§ PROBLEM
This task calls for copying every line of the records that includes the word "segment".

==== AVAILABLE RECORDS

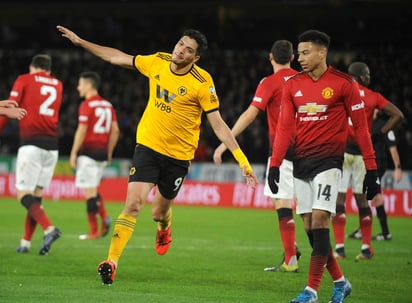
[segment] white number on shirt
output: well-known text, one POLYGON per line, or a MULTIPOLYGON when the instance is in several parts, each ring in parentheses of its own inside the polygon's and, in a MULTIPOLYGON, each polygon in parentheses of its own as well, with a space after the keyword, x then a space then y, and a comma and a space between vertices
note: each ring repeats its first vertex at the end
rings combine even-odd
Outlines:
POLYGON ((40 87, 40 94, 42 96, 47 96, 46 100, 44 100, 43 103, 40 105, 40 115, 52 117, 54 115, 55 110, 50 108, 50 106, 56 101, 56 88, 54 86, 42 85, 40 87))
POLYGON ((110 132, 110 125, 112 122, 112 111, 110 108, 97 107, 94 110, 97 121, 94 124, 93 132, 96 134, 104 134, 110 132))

========
==== AVAILABLE RECORDS

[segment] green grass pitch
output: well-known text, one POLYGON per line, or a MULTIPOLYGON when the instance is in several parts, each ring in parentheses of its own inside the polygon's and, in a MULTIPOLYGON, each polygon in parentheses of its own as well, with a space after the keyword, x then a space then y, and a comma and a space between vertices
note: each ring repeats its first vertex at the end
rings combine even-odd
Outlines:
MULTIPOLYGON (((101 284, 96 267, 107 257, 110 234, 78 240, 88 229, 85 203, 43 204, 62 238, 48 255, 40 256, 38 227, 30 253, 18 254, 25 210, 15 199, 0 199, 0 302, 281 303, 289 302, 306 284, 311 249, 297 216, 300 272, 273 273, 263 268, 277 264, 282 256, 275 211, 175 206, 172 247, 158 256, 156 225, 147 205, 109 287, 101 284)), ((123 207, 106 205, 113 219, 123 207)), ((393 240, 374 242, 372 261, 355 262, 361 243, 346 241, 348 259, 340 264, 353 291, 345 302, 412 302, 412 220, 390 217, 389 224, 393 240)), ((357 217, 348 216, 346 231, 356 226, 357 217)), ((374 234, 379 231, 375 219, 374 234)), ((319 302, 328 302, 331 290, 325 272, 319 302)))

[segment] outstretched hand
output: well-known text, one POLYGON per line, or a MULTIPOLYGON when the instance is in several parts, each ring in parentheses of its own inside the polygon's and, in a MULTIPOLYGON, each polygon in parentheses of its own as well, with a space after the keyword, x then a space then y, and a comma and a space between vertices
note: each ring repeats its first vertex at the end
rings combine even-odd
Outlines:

========

§ WRITTEN RESPONSE
[segment] white number on shirt
[segment] green grass pitch
[segment] outstretched hand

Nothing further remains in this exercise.